=== Begin Enclosure ===

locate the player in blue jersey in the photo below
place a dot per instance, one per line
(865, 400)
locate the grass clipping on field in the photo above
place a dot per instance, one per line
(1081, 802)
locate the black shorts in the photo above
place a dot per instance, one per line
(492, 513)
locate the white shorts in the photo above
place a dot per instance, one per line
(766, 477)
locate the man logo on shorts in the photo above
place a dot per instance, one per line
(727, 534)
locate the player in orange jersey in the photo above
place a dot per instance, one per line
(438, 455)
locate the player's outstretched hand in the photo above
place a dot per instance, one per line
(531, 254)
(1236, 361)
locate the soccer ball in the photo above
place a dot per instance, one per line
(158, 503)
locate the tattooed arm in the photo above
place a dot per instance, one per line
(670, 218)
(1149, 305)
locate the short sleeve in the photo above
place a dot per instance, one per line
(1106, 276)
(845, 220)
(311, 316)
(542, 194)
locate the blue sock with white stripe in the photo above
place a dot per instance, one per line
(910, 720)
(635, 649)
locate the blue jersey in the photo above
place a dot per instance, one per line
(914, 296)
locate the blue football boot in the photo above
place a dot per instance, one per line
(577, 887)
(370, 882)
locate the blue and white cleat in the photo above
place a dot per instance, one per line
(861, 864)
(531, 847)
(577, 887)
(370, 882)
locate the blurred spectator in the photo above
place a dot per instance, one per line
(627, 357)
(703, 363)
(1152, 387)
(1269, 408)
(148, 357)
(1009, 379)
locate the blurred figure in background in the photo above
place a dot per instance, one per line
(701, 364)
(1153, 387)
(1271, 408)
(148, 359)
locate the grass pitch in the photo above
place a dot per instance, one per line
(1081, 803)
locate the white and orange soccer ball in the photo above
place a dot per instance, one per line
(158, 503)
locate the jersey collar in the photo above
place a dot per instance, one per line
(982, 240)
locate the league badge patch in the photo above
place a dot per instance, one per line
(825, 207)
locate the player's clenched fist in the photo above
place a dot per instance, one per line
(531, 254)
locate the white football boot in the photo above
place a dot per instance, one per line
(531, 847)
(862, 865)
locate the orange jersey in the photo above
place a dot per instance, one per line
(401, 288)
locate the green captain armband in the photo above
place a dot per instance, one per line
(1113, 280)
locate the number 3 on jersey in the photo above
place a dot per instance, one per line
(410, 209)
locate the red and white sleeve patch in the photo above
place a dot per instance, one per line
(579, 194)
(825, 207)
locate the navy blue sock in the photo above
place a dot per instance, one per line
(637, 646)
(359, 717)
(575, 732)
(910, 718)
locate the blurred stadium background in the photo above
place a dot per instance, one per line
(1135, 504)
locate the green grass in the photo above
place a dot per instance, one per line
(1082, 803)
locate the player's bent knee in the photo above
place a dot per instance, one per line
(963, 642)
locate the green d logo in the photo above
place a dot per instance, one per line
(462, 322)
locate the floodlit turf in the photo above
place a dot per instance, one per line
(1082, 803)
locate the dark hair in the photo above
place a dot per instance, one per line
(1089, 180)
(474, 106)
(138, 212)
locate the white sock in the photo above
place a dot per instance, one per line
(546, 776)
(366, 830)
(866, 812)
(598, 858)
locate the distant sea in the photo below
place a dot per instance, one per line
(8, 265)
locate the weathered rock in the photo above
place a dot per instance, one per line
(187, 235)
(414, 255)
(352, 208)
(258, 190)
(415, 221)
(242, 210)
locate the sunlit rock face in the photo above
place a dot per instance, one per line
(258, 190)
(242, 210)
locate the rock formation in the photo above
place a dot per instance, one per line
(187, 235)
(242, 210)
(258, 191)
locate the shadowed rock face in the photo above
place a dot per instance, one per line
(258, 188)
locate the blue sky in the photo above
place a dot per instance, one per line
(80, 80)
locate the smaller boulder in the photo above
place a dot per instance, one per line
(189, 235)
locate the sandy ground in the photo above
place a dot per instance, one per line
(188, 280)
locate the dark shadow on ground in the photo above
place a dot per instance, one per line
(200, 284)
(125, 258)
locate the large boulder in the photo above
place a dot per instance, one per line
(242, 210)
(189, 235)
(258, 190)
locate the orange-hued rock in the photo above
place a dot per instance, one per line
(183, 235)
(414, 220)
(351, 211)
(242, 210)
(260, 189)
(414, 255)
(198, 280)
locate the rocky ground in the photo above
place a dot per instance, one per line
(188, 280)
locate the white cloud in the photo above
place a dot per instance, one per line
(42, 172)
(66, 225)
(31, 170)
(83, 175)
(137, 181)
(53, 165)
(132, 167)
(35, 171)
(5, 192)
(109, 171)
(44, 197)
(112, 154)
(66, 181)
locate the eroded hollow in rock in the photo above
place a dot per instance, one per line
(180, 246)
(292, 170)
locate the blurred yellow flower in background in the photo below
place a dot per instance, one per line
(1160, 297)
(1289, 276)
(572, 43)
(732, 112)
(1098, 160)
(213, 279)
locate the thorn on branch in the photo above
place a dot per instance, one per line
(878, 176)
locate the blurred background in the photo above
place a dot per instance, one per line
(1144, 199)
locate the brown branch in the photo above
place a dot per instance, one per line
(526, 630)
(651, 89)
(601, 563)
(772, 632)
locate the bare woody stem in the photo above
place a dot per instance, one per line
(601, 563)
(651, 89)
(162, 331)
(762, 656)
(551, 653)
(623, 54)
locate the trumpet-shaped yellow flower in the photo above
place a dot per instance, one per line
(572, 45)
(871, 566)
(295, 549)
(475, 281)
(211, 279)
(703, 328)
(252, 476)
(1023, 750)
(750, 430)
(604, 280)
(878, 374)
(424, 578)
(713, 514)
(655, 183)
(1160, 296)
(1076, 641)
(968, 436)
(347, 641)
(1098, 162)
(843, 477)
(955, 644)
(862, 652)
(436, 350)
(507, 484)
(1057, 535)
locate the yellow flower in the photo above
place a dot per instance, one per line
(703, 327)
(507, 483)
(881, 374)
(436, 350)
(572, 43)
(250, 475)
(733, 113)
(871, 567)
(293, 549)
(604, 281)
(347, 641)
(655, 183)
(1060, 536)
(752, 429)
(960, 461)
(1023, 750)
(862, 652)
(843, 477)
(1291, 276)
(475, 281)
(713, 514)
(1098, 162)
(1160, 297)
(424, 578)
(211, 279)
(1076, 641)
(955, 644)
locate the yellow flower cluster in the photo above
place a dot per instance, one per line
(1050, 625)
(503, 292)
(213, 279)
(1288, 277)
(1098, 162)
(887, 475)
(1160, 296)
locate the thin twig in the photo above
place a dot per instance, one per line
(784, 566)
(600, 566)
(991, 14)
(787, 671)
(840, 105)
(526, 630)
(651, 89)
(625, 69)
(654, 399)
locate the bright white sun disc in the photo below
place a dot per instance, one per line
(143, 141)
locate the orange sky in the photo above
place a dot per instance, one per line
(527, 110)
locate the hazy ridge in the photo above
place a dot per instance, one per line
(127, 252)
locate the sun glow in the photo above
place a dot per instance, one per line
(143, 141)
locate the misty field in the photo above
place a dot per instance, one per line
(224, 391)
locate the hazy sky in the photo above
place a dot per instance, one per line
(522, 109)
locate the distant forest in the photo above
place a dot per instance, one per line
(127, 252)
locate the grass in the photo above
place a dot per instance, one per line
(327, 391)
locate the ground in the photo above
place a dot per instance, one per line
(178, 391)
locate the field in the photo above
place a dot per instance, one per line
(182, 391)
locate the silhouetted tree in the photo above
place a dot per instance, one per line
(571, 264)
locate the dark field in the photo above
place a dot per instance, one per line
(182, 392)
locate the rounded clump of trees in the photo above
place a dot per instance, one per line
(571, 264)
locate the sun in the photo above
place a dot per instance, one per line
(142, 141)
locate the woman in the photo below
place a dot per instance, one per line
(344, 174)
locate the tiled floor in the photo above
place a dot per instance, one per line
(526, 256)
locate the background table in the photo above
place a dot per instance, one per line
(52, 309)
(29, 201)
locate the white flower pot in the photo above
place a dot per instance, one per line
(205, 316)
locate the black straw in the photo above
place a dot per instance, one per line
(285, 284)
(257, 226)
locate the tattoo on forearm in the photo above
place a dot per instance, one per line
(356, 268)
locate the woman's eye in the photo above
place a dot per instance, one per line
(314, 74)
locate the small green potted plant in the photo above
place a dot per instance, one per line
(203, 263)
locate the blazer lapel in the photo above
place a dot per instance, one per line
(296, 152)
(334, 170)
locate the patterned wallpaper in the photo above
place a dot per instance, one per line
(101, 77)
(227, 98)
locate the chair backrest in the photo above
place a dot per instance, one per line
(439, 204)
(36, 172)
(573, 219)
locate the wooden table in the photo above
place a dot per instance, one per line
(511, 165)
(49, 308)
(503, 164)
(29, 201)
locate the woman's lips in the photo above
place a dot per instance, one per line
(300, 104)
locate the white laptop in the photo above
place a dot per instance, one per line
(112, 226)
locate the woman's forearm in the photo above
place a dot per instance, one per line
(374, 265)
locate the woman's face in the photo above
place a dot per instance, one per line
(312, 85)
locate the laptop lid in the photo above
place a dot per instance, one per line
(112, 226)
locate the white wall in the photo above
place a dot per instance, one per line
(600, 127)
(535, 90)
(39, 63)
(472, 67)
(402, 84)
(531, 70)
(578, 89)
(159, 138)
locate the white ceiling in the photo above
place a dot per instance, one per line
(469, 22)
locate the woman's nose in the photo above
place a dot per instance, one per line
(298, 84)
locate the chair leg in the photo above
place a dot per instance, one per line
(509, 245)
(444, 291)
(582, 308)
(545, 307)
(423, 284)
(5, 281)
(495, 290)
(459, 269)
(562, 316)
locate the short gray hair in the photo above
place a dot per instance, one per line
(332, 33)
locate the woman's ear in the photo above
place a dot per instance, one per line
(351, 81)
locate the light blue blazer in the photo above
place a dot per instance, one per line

=== End Enclosure ===

- _INSTRUCTIONS FOR THE TASK_: Both the line containing "locate the short sleeve in the photo above" and the line containing "locate the blue and" belong in the answer. Print them and every line above that falls between them exactly, and no others.

- _RESPONSE BOX_:
locate the short sleeve in the photo above
place a dot per instance, one per line
(1106, 276)
(845, 220)
(311, 316)
(542, 194)
locate the blue sock with white stripe in the photo above
place a dot per instance, one per line
(910, 720)
(635, 649)
locate the blue jersey in the photo above
place a dot per instance, one per line
(914, 296)
locate the blue football boot in the photo above
place a dot per instance, one per line
(577, 887)
(370, 882)
locate the blue and white cleat in the photo above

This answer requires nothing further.